Quick recap: Hey, kids: Don’t do drugs!
Fun (?) fact: Most movies contain around 600-700 cuts, but Requiem for a Dream has over 2,000
My thoughts: I have definitely seen Requiem for a Dream before, probably while I was in college. I remember thinking it looked cool and I remember the arm scene, but that’s about it. This time around, it was nearly impossible to look away.
More than anything else, this film is a testament to great editing. Having never done drugs myself, I can’t speak for the authenticity, but watching the characters descend into their various addictions sure felt real. Sara Goldfarb, played by Ellen Burstyn’s story was especially difficult to watch. All of the actors did an exceptional job, but her character was the one that resonated with me most because it was just so sad. All of the other characters (somewhat) knew what they were getting into, but she was just desperate to reclaim some of her youth. The manic scenes, especially the ones when she hallucinated that she was on tv were so realistic, in terms of her downward spiral. The ending with the electroshock therapy was a little ridiculous, but still captivated me.

################

#### What to do:
1/ According to the Requiem for a Dream review, how many cuts does the film contain?
2/ Please copy the Requiem for a Dream review from "More than anything" up to and including "still captivated me.".
3/ Summarize the Requiem for a Dream review in two sentences.

################

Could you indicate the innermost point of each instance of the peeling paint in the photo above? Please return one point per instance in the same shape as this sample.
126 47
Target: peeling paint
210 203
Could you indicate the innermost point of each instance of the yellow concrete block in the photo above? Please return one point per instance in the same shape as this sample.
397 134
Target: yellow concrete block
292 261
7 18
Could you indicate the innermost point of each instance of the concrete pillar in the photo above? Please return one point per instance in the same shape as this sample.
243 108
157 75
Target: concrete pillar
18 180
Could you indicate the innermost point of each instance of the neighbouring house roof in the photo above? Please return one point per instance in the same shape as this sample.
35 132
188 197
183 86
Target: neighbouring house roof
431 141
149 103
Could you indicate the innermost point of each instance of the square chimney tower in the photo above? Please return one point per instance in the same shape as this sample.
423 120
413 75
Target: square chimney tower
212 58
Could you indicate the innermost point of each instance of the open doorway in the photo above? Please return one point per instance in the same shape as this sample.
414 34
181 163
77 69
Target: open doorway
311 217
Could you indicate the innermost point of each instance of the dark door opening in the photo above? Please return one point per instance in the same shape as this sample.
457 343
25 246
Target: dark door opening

################

#### List of solutions:
1/ Over 2,000.

2/
More than anything else, this film is a testament to great editing. Having never done drugs myself, I can’t speak for the authenticity, but watching the characters descend into their various addictions sure felt real. Sara Goldfarb, played by Ellen Burstyn’s story was especially difficult to watch. All of the actors did an exceptional job, but her character was the one that resonated with me most because it was just so sad. All of the other characters (somewhat) knew what they were getting into, but she was just desperate to reclaim some of her youth. The manic scenes, especially the ones when she hallucinated that she was on tv were so realistic, in terms of her downward spiral. The ending with the electroshock therapy was a little ridiculous, but still captivated me.

3/ The reviewer had seen Requiem for a Dream before but remembered little of it, and this time found it nearly impossible to look away, calling the film a testament to great editing. Sara Goldfarb's story, with Ellen Burstyn in the role, resonated most because it was so sad, and though the electroshock ending was a little ridiculous, it still captivated the reviewer.